ページ抜粋
伊藤沙莉が死にたい気持ちを抱えながら生きる女性を好演する「ももさんと7人のパパゲーノ」。 脚本家と演出が語る制作意図とは?

――また、タイトルに「7人のパパゲーノ」とありますが、7人という人数にはどんな意味があるのでしょうか?

加藤 「ドラマの中では、月曜日から日曜日までの1週間が描かれています。それは、死にたいという気持ちを抱えている人たちが感じるつらさが曜日によって上下することを表現していて、その7日間に出会う7人となっています。彼らと出会う順番で、ももが自分の気持ちに対してどう向き合うか変わってしまうので、出会う順番を決めることは難しかったです」

――主人公が20代の女性ですが、加藤さんが脚本を書かれる際、世代は意識されましたか?

 加藤 「ベースとなったNHKのポータルサイトの中で投稿数が一番多かったのが、20代の女性でした。さらに、“ももさん”という名前で投稿されている方が一番多いというお話を聞いて、主人公の名前にしました。ですが、若い人だけの物語にはしたくなかったので、いろんな年代の方やその周りの方々に共通するものがあることは意識しています」

後藤 「投稿する際、年代を20代と選択して書かれる方が多いので、それをヒントに作品を書いていただいています。物語の中でのももは20代女性ですが、その世代の人だけに向けて訴求力のあるものにする意図は全くありません。例えば、60代の男性がご自身のことを投影することもあり得ますし、誰でもももになり得ることを意識しながら演出しました」

伊藤沙莉が死にたい気持ちを抱えながら生きる女性を好演する「ももさんと7人のパパゲーノ」。 脚本家と演出が語る制作意図とは?

提示データ
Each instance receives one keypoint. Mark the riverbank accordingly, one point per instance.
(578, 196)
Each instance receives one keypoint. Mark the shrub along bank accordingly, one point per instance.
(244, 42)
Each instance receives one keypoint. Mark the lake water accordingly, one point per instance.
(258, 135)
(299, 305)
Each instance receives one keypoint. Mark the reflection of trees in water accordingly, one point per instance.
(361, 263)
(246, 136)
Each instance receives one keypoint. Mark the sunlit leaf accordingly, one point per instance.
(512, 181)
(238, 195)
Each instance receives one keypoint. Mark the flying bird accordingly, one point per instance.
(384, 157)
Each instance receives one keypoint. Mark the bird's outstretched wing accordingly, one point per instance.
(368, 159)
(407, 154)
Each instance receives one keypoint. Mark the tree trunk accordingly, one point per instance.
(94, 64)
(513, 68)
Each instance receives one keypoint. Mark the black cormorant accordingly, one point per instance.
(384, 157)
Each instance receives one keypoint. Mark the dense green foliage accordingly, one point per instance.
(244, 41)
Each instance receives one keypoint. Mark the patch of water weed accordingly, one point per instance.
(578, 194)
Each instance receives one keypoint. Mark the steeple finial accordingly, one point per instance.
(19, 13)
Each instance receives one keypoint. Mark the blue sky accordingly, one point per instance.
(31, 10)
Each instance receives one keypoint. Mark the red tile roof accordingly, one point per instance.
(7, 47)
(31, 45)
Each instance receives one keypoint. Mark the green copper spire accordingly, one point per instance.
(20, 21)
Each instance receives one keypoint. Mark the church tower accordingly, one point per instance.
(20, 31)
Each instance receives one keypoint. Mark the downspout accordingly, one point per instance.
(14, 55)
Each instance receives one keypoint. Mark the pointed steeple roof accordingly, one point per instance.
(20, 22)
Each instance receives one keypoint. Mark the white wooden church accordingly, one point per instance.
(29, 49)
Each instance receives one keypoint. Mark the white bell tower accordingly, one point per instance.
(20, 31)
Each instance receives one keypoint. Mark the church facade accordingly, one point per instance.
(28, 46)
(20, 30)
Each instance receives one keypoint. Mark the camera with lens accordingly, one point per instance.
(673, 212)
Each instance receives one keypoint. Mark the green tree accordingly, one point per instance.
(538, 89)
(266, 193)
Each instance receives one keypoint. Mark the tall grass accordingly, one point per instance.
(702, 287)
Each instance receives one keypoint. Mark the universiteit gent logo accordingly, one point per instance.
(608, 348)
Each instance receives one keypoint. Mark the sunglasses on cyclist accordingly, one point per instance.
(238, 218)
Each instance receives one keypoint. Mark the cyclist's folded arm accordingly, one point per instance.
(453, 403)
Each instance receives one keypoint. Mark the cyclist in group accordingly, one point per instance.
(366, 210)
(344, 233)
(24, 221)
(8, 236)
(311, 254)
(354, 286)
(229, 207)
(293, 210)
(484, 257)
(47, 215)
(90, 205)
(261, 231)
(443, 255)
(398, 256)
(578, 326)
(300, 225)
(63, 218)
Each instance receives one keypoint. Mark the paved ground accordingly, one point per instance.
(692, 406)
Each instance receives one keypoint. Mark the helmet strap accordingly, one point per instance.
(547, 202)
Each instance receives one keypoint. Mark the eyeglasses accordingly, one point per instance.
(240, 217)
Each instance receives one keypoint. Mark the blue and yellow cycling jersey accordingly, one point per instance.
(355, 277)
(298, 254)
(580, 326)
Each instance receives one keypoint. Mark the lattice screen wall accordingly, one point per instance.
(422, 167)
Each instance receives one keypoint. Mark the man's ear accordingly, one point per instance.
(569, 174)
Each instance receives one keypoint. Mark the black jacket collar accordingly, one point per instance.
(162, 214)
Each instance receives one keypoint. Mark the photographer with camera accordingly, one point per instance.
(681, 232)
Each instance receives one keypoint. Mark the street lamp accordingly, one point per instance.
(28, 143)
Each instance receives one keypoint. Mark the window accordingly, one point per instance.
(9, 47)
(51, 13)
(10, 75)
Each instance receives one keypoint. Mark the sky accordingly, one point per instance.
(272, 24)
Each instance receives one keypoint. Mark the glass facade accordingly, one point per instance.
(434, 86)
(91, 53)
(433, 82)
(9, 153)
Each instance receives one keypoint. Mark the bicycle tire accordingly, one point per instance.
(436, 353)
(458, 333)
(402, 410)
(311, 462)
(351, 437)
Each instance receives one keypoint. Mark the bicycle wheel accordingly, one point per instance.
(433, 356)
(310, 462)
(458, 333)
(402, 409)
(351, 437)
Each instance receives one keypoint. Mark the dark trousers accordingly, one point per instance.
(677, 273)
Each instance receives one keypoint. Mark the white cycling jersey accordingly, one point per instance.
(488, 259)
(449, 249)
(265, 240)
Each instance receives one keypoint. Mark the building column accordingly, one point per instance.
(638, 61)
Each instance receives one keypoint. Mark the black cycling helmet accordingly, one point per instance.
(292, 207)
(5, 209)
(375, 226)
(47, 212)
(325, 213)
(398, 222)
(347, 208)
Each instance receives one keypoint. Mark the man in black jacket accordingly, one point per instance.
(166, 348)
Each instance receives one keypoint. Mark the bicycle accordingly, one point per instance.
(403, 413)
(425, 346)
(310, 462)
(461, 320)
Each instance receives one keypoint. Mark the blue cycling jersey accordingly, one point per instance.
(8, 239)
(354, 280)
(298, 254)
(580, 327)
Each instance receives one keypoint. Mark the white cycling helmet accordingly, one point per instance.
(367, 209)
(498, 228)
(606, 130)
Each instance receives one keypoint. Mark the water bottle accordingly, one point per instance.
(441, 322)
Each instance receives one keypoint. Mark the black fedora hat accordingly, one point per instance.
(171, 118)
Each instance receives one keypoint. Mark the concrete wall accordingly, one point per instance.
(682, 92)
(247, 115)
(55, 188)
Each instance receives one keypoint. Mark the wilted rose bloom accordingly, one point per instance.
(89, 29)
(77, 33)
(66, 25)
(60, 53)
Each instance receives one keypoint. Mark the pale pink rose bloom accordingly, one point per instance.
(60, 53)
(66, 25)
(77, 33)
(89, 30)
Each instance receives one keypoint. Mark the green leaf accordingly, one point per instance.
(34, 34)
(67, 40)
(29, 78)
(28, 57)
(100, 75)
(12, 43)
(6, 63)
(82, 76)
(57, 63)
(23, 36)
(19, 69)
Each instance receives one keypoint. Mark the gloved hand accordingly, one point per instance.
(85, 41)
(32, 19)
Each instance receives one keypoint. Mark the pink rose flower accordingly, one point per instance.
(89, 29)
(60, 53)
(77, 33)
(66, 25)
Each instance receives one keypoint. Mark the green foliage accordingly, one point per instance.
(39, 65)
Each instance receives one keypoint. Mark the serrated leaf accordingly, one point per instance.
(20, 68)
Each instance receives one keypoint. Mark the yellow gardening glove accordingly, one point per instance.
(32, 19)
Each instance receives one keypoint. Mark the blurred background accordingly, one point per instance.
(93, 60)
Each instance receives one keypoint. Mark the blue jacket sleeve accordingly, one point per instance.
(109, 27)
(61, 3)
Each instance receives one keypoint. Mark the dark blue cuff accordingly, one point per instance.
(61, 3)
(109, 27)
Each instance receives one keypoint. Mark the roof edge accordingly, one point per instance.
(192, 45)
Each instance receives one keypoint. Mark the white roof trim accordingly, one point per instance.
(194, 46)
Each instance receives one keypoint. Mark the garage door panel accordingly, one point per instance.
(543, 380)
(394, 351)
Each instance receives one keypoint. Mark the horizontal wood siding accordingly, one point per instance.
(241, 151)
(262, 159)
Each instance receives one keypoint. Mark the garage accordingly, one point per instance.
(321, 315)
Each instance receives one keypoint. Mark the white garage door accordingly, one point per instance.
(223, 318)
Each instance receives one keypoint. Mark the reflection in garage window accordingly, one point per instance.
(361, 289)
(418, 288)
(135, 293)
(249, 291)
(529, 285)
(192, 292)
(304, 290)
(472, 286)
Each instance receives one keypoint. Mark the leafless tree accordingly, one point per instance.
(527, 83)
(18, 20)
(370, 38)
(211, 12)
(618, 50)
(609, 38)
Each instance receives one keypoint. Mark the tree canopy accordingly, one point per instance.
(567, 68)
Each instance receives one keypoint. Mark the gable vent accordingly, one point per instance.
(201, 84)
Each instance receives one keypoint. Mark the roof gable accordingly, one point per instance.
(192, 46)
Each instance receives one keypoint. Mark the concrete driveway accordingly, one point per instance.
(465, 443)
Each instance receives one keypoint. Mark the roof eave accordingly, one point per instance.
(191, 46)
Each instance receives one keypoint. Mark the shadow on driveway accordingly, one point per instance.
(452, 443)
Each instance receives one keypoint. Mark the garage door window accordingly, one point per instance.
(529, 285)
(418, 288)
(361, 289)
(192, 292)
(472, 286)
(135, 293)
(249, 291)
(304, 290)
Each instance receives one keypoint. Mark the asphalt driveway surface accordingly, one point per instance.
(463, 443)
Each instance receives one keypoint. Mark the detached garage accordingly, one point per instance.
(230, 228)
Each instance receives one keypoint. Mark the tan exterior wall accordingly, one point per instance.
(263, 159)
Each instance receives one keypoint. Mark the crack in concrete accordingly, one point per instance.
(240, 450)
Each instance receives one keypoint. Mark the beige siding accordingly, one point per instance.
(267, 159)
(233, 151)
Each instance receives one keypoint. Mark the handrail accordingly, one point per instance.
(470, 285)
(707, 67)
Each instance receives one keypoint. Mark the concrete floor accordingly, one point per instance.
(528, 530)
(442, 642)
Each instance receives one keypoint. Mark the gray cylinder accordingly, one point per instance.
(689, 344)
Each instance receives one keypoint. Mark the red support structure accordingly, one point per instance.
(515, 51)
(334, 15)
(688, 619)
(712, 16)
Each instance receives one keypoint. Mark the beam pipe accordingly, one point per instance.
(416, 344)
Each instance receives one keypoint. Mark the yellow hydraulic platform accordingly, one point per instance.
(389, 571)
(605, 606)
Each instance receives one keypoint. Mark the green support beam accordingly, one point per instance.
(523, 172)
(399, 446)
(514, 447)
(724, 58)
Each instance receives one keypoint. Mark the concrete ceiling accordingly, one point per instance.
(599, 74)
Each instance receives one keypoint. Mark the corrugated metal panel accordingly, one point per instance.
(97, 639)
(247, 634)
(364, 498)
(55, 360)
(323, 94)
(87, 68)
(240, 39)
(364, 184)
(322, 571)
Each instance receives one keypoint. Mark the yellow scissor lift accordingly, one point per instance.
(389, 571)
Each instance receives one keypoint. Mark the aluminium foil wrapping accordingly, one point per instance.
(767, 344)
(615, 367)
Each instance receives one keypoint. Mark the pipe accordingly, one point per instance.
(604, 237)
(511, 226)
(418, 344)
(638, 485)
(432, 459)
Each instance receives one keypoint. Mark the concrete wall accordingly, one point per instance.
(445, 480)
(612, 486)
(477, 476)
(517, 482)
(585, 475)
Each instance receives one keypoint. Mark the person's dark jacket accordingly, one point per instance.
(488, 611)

課題
ドラマ制作についてのインタビュー記事から、「加藤 「ドラマの中では、月曜」という語句を含むところで始まり「際、世代は意識されましたか?」で終わる部分を、一字も変えずに書き写してください。 ここに示したデータは、この課題とは関係がありません。

解答
加藤 「ドラマの中では、月曜日から日曜日までの1週間が描かれています。それは、死にたいという気持ちを抱えている人たちが感じるつらさが曜日によって上下することを表現していて、その7日間に出会う7人となっています。彼らと出会う順番で、ももが自分の気持ちに対してどう向き合うか変わってしまうので、出会う順番を決めることは難しかったです」

――主人公が20代の女性ですが、加藤さんが脚本を書かれる際、世代は意識されましたか?